# Extracted information
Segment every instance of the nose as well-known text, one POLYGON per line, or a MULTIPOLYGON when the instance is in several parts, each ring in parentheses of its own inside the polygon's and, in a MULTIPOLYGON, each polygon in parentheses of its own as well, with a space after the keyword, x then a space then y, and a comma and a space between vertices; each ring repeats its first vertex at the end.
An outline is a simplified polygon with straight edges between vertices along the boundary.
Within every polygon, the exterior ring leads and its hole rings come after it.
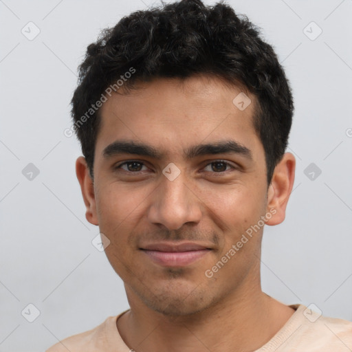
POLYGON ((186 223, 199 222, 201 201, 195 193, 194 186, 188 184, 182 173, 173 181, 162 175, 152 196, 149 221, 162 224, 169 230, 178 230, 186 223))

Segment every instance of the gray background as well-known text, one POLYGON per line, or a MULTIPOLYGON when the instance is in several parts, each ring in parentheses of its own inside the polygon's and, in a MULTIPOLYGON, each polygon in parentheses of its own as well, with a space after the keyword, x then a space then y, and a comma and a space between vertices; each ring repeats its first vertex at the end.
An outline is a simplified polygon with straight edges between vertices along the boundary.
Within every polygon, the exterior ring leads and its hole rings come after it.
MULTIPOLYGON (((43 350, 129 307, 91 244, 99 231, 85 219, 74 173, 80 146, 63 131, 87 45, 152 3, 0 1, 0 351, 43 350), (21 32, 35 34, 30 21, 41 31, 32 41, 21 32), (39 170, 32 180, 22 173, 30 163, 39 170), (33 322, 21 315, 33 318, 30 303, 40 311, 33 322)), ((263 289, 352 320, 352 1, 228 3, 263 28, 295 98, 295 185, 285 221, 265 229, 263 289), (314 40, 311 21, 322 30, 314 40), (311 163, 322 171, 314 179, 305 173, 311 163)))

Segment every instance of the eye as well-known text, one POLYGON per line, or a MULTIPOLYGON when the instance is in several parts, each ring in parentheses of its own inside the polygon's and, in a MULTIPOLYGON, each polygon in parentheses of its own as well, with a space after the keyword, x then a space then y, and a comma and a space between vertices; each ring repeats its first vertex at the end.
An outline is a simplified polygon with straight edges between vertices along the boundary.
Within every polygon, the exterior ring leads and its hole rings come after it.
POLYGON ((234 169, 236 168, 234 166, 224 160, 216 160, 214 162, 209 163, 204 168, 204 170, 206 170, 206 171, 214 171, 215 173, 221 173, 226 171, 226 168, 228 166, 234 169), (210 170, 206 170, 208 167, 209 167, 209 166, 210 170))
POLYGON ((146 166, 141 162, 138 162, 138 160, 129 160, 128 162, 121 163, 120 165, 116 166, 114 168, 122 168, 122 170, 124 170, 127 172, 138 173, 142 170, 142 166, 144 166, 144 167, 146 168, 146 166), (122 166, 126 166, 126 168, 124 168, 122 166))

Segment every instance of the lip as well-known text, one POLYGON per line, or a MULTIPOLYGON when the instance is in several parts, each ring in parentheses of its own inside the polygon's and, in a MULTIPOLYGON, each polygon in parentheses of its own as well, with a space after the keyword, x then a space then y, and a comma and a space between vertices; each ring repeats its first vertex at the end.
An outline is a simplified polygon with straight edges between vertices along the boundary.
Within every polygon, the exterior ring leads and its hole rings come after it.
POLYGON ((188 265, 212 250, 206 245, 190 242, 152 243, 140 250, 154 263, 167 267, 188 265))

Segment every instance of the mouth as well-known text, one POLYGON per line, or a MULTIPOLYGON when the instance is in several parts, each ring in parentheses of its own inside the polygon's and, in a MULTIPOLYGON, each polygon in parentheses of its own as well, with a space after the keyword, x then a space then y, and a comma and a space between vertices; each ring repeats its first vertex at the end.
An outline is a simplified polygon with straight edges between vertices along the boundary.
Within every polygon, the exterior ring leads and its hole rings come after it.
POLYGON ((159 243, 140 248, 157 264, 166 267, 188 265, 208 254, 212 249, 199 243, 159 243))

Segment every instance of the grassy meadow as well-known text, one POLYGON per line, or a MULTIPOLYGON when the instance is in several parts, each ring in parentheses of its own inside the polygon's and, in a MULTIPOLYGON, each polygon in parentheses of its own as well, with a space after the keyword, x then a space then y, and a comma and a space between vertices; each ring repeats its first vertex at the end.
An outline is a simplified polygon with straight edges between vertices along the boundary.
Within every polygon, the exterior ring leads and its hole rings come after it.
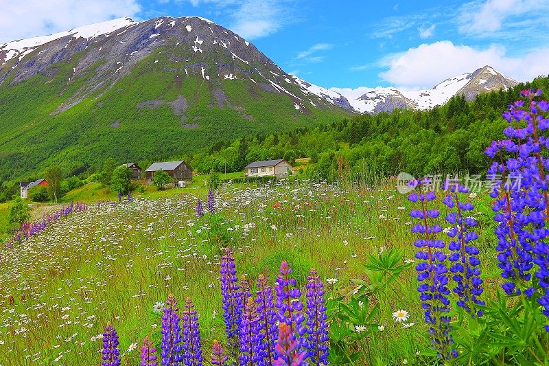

# Instructions for the task
Reproduce all the items above with "exterior ring" changed to "outer ring" wherever it occurs, keeping everything else unchanged and leaving out the pictures.

# Solution for this problem
Segment every instance of the nose as well-known text, one POLYGON per line, or a MULTIPOLYGON when the instance is in several parts, each ring in parentheses of its own inside the polygon's and, in a MULTIPOLYGON, each polygon in parentheses of its own as well, with a space after the keyword, x then a space then y, and a comma and a space between vertices; each ring repeats its first vertex at the end.
An outline is a simplified polygon with straight edges between vertices along the boundary.
Within every polygon, the outer ring leads and its hole rings come after it.
POLYGON ((186 223, 199 222, 201 201, 195 193, 194 186, 188 184, 182 173, 173 181, 162 175, 152 196, 149 221, 162 224, 169 230, 178 230, 186 223))

Segment every instance of the gray background as well-known text, one POLYGON per line, or a MULTIPOLYGON when the instance is in several parts, each ring in parentheses of its own inside the polygon's and, in a MULTIPOLYGON, each polygon in parentheses of its own as well, with a space after the keyword, x then a space then y, and a comma and a space between vertices; each ring repeats its first vertex at the end.
An outline is a simplified polygon with straight edges between vertices along the boundary.
Within every polygon, the outer ring leads and its hole rings come after it.
MULTIPOLYGON (((43 350, 129 307, 91 244, 99 231, 85 219, 74 173, 80 146, 63 131, 87 45, 152 3, 0 1, 0 351, 43 350), (21 32, 35 34, 30 21, 41 31, 32 41, 21 32), (39 170, 32 180, 22 173, 30 163, 39 170), (33 322, 21 315, 33 318, 30 303, 40 311, 33 322)), ((263 289, 352 320, 352 1, 228 3, 263 28, 295 98, 295 185, 285 221, 265 229, 263 289), (314 40, 311 21, 322 30, 314 40), (311 163, 322 171, 314 179, 305 173, 311 163)))

Segment every instance of the eye as well-known text, one POLYGON per line, or a MULTIPOLYGON when the instance is in several parts, each ring in parentheses of its own inside the polygon's and, in a MULTIPOLYGON, each polygon in parentheses of its own as well, with a space after the keyword, x then a space then y, and a comma and a space between vertices; each ring repeats its first vertex at the end.
An outline is a simplified polygon with straight edges between vertices along the boundary.
Within every polygon, the outer ring leads and its hole rings come after it.
POLYGON ((234 169, 236 168, 234 166, 224 160, 216 160, 214 162, 209 163, 204 168, 204 170, 206 170, 206 171, 214 171, 215 173, 221 173, 226 171, 226 168, 228 166, 234 169), (210 170, 206 170, 208 167, 209 167, 209 166, 210 170))
POLYGON ((146 166, 141 162, 138 162, 138 160, 129 160, 128 162, 121 163, 120 165, 116 166, 114 168, 122 168, 122 170, 124 170, 127 172, 138 173, 142 170, 142 166, 144 166, 144 167, 146 168, 146 166), (122 166, 126 166, 126 168, 124 168, 122 166))

Segment every instance of the lip as well-known text, one POLYGON per line, or a MULTIPOLYGON when the instance is in several parts, each ring in parentheses of its own inside the polygon's and, in a MULTIPOLYGON, each polygon in parentheses of its own as well, with a space after the keyword, x then a space then y, and a comma and a space between vertices; each ring repeats its first vertex at the end.
An outline is a simplified polygon with straight edges between vertices along the boundary.
Within every polygon, the outer ring leads and its hole rings come after it.
POLYGON ((188 265, 212 250, 206 245, 190 242, 152 243, 140 250, 154 263, 167 267, 188 265))

Segment every instance of the mouth as well-known text, one POLYGON per line, or a MULTIPOLYGON when the instance is in several parts, each ring in parentheses of its own inside the polygon's and, in a MULTIPOLYGON, each polygon in parentheses of its own as well, with a space after the keyword, x then a space then y, and a comma and a space between vertices; each ring repeats its first vertex at the end.
An outline is a simplified polygon with straight edges between vertices along the boundary.
Within every polygon, the outer ring leads and its hole rings come after it.
POLYGON ((159 243, 140 248, 157 264, 166 267, 188 265, 208 254, 212 249, 199 243, 159 243))

Segment every instance of the grassy meadow as well-known text, one POLYGON per line, or a MULTIPOLYGON when the instance is in several parts, each ring in parentheses of its own inside the polygon's and, in a MULTIPOLYGON, each polygon in parentheses of its own as well, with a space after the keyword, x then a space then y, and a comma and a space between vertices; each ring repeats its first vertex at the end.
An outline is a simplified polygon with straight edges between vertices along the boundary.
Within every polygon, the outer ring leads and its hole rings come after it.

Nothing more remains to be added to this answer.